* Recorded data
'''
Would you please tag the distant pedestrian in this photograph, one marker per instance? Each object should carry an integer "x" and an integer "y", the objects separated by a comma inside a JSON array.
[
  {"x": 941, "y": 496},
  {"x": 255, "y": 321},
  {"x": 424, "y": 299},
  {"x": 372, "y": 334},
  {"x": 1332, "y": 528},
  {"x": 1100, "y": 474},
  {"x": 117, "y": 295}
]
'''
Rewrite the items above with "pedestrian" changed to "person", leaving every other character unaltered.

Would you please tag the distant person in this photograph, one marker per instance? Each object should carry an integer "x" and an integer "y", the objects separated by a comma inside a JSON array.
[
  {"x": 941, "y": 496},
  {"x": 255, "y": 321},
  {"x": 424, "y": 299},
  {"x": 372, "y": 334},
  {"x": 1332, "y": 528},
  {"x": 1100, "y": 474},
  {"x": 117, "y": 295}
]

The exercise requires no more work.